» **Your task**: Your answer should be an exact copy of all the entries, free of pictures.

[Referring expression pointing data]
○ ○ ○ ○ ○
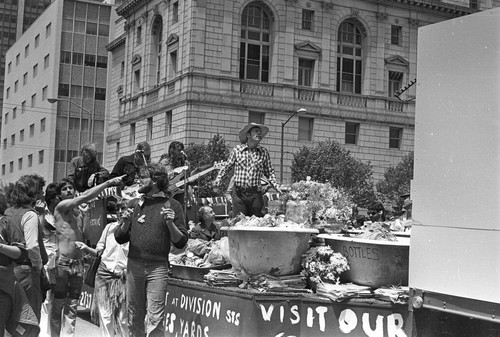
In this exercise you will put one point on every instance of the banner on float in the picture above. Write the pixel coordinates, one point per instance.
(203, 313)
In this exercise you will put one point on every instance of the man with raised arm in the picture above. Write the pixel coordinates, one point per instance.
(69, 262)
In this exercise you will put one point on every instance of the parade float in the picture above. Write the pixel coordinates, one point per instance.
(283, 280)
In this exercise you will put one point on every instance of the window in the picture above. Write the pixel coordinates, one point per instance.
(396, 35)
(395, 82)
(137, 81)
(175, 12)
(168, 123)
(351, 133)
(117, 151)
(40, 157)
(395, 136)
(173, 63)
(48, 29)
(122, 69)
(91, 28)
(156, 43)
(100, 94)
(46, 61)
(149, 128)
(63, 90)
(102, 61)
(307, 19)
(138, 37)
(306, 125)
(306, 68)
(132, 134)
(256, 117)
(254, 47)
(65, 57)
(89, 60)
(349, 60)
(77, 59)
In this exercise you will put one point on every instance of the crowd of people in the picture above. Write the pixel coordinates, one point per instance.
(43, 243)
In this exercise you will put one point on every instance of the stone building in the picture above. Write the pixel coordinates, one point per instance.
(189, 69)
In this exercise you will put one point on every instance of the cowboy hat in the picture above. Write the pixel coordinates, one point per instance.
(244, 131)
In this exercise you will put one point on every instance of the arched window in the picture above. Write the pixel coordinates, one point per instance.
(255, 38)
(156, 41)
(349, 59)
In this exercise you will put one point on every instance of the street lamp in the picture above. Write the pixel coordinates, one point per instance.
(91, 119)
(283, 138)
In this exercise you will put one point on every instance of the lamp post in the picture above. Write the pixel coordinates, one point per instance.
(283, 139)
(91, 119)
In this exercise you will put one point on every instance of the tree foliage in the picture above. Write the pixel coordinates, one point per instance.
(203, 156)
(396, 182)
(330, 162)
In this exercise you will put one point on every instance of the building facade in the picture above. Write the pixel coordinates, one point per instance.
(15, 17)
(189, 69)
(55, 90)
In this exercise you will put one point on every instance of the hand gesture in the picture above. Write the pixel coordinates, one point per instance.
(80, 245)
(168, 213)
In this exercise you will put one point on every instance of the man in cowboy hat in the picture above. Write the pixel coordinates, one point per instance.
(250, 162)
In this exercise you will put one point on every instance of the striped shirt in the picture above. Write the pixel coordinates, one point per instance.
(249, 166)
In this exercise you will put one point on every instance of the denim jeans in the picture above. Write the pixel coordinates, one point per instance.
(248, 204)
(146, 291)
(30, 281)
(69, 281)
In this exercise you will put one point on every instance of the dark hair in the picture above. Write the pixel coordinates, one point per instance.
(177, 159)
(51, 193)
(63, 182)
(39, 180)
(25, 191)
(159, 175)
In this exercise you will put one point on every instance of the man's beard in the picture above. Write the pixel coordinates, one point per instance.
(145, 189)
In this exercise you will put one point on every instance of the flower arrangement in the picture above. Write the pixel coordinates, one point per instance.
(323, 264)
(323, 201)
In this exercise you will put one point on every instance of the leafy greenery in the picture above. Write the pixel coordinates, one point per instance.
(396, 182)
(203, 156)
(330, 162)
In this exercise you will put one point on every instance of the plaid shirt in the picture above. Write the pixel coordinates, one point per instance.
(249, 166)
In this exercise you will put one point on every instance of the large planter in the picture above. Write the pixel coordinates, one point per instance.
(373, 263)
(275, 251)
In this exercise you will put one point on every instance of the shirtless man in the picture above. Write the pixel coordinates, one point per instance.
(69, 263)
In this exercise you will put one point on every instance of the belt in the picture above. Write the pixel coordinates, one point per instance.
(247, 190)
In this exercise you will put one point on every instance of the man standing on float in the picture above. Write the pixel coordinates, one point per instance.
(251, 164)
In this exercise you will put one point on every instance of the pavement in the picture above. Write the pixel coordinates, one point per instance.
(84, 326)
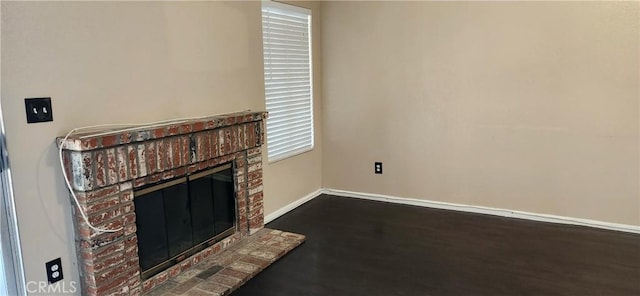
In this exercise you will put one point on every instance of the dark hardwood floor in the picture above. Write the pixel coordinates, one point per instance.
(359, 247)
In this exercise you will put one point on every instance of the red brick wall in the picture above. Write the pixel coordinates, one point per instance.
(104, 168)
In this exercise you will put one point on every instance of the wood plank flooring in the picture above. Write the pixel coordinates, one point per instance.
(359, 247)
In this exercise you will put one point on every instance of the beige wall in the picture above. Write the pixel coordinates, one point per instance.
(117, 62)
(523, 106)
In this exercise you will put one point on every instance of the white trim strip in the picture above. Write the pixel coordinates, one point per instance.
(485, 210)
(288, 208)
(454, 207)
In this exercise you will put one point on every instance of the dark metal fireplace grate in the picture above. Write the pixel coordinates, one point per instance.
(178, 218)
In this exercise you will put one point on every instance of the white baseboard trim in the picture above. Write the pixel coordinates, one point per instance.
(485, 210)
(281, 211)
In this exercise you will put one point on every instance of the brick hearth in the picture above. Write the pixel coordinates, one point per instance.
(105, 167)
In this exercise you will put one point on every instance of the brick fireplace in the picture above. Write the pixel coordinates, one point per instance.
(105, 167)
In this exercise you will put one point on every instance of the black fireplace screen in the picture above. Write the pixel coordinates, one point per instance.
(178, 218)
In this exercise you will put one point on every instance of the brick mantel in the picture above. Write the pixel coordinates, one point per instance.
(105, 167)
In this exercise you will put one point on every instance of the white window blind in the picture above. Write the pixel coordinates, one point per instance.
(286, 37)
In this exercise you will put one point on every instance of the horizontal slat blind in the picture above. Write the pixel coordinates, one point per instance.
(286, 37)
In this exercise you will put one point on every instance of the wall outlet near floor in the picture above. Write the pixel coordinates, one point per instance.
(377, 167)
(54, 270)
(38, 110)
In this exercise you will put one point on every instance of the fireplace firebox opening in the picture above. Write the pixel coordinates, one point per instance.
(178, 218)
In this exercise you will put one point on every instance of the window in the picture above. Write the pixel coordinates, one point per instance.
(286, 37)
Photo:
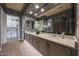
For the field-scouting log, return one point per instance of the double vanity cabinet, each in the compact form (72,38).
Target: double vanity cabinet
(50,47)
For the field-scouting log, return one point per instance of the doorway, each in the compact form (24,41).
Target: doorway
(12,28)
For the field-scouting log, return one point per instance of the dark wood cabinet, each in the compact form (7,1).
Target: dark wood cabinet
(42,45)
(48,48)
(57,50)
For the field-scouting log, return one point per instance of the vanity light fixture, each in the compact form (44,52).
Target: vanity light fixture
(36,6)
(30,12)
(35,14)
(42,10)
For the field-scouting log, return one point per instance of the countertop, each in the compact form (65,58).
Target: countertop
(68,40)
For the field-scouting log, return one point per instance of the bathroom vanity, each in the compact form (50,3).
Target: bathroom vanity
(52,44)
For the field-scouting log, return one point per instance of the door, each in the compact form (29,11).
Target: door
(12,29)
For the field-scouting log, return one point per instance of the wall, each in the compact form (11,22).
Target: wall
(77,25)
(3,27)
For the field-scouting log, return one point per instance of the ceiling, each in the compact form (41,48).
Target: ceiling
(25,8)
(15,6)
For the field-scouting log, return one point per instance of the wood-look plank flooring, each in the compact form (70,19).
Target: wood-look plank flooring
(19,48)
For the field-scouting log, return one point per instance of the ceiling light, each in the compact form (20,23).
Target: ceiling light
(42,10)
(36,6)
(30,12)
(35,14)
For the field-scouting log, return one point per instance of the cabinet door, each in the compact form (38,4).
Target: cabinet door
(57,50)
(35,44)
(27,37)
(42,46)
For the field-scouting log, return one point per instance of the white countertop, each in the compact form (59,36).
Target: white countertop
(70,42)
○ ○ ○ ○ ○
» **Exercise solution**:
In this exercise you will put one point on every instance of the banner on float in the picture above. Write the pixel coordinates, one point per instance.
(203, 313)
In this exercise you will put one point on every instance of the man with raised arm in the picture above. Write the pixel coordinates, one point per instance.
(69, 262)
In this exercise you will put one point on every instance of the parade float in the picture above. Write the pixel coordinates, one point per instance.
(283, 280)
In this exercise you will put one point on every instance of the window in the picture above. Write the pixel coordinates, one point per instance.
(396, 35)
(395, 82)
(137, 81)
(175, 12)
(168, 123)
(351, 133)
(117, 151)
(40, 157)
(395, 136)
(173, 63)
(48, 29)
(122, 69)
(91, 28)
(156, 43)
(100, 94)
(46, 61)
(149, 128)
(63, 90)
(102, 61)
(307, 19)
(138, 37)
(306, 125)
(306, 68)
(132, 134)
(256, 117)
(254, 47)
(65, 57)
(89, 60)
(349, 60)
(77, 59)
In this exercise you will put one point on every instance of the crowd of people in the picture above. Write the pixel coordinates, one point per instance.
(43, 243)
In this exercise you will put one point on every instance of the stone building in the picture above. Write the pixel coordinates, one point per instance.
(189, 69)
In this exercise you will put one point on every instance of the cowboy hat in the picture above. Write the pixel coordinates, one point per instance.
(244, 131)
In this exercise you will put one point on every instance of the arched window in the picture above. Write the pixel coordinates, one point per instance.
(255, 38)
(156, 41)
(349, 59)
In this exercise you will put one point on every instance of the street lamp in the picture above. Write the pixel coordinates, one point per instance.
(91, 119)
(283, 138)
In this exercise you will put one point on every instance of the lamp post in the picture above. Write the pixel coordinates, one point per instance.
(283, 139)
(91, 119)
In this exercise you will put one point on every instance of the tree foliage in the picture above. Write the pixel coordinates, one point per instance.
(203, 156)
(396, 182)
(330, 162)
In this exercise you will put one point on every instance of the building facade in the picture above. Write the pixel coordinates, one point per instance.
(15, 17)
(189, 69)
(55, 90)
In this exercise you will put one point on every instance of the hand gesture in the picture above. Write the pixel coordinates, one point per instance.
(80, 245)
(168, 213)
In this exercise you will put one point on every instance of the man in cowboy hat in the picture above. Write the pixel coordinates, one point per instance.
(250, 162)
In this exercise you will put one point on every instance of the striped shirt in the picture above. Write the pixel coordinates, one point per instance.
(249, 166)
In this exercise you will put one point on every instance of the denim jeans in the picture above. Write the pixel coordinates, one point per instance.
(248, 204)
(146, 291)
(30, 281)
(69, 281)
In this exercise you will put one point on every instance of the dark hair in the picture above. Write the pixel coordinates, one point per instance.
(177, 159)
(51, 193)
(63, 182)
(39, 180)
(25, 191)
(159, 175)
In this exercise you will put one point on every instance of the man's beard in the picture above. Write the pixel coordinates, one point per instance.
(145, 189)
In this exercise you will put one point on every instance of the flower arrangement in the picture above. Write the pixel coordinates, one point per instance.
(323, 264)
(323, 201)
In this exercise you will put one point on every instance of the leafy greenery in the picture above. Write the pixel coordinates, one point per instance.
(396, 182)
(203, 156)
(330, 162)
In this exercise you will put one point on every instance of the plaid shirt in the picture above. Write the pixel coordinates, one point per instance.
(249, 166)
In this exercise you will put one point on every instance of the large planter in the picture above. Write the pixel coordinates, one point per instance.
(373, 263)
(275, 251)
In this exercise you will put one point on every instance of the shirtless man in the picture above. Write the pixel coordinates, one point per instance.
(69, 263)
In this exercise you will put one point on every instance of the belt in the picture above. Write the pixel coordinates, one point per instance.
(247, 190)
In this exercise you will put one point on every instance of the man standing on float in the picture above. Write the pixel coordinates, one point per instance.
(251, 164)
In this exercise you will put one point on every instance of the pavement in the picture above. Write the pixel coordinates, one point per instance.
(84, 326)
In this exercise you will put one point on every instance of the dark hardwood floor in the picture above. Write the pixel coordinates, one point per instance.
(359, 247)
In this exercise you will put one point on every instance of the red brick wall in the picture above. Write the pixel coordinates, one point per instance.
(104, 168)
In this exercise you will put one point on every instance of the wood plank flooring in the picture above. Write the pixel coordinates, one point per instance.
(359, 247)
In this exercise you will put one point on every instance of the beige wall in the picture above. Write the pixel coordinates, one point per instance.
(117, 62)
(523, 106)
In this exercise you will put one point on every instance of the white trim strip in the picture above. Write the pixel coordinates, one point per instance.
(485, 210)
(288, 208)
(454, 207)
In this exercise you will put one point on every instance of the dark metal fireplace grate in the picture above. Write the pixel coordinates, one point per instance.
(178, 218)
In this exercise you will put one point on every instance of the white baseboard trim in the picture above. Write the pixel coordinates, one point per instance.
(485, 210)
(281, 211)
In this exercise you will put one point on every instance of the brick hearth in the picture above. Write the pixel coordinates, one point per instance.
(105, 167)
In this exercise you will put one point on every instance of the brick fireplace in the picture above. Write the pixel coordinates, one point per instance.
(105, 167)
In this exercise you will put one point on every instance of the black fireplace screen in the picture above. Write the pixel coordinates, one point per instance.
(178, 218)
In this exercise you will put one point on every instance of the brick mantel in the picture above. Write the pixel coordinates, one point per instance.
(105, 167)
In this exercise you will put one point on every instance of the white window blind in the picture above. Write the pixel coordinates, one point per instance.
(286, 37)
In this exercise you will put one point on every instance of the horizontal slat blind in the picture above. Write the pixel coordinates, one point per instance.
(286, 37)
In this exercise you will put one point on every instance of the wall outlet near floor in the picture above. Write the pixel coordinates, one point per instance.
(377, 167)
(54, 270)
(38, 110)
In this exercise you will put one point on every instance of the fireplace firebox opening in the picture above. Write the pixel coordinates, one point per instance.
(178, 218)
In this exercise you will put one point on every instance of the window in the picture above. Write the pixel coordinates, one point per instance.
(286, 37)
Photo:
For the field-scouting log, return one point per instance of the double vanity cabinet, each in the compact form (72,38).
Target: double vanity cabinet
(50,47)
For the field-scouting log, return one point per instance of the doorway, each in the compact form (24,41).
Target: doorway
(12,28)
For the field-scouting log, return one point per instance of the dark wood cabinet, each in the compact form (7,1).
Target: dark wood cabinet
(42,45)
(48,48)
(57,50)
For the field-scouting log, return one point per instance of the vanity light fixture, each in the compact form (44,52).
Target: vanity light fixture
(36,6)
(30,12)
(35,14)
(42,10)
For the field-scouting log, return one point per instance of the countertop, each in the compact form (65,58).
Target: countertop
(68,40)
For the field-scouting log, return one point per instance of the bathroom vanity, each in the compact form (50,3).
Target: bathroom vanity
(52,44)
For the field-scouting log, return one point per instance of the door, each in the compact form (29,11).
Target: door
(12,29)
For the field-scouting log, return one point per instance of the wall, each in the compact form (11,22).
Target: wall
(77,25)
(3,27)
For the field-scouting log, return one point per instance of the ceiling, each in the compact form (41,48).
Target: ceiling
(25,8)
(15,6)
For the field-scouting log, return one point per instance of the wood-look plank flooring, each in the compact form (70,19).
Target: wood-look plank flooring
(19,48)
For the field-scouting log, return one point per instance of the ceiling light, each in the compact form (20,23).
Target: ceiling light
(42,10)
(36,6)
(30,12)
(35,14)
For the field-scouting log, return one point per instance of the cabinet door, each in the compact form (38,4).
Target: cabinet door
(57,50)
(35,44)
(27,37)
(42,46)
For the field-scouting log, return one point per instance of the white countertop, each in the compact form (59,36).
Target: white countertop
(70,42)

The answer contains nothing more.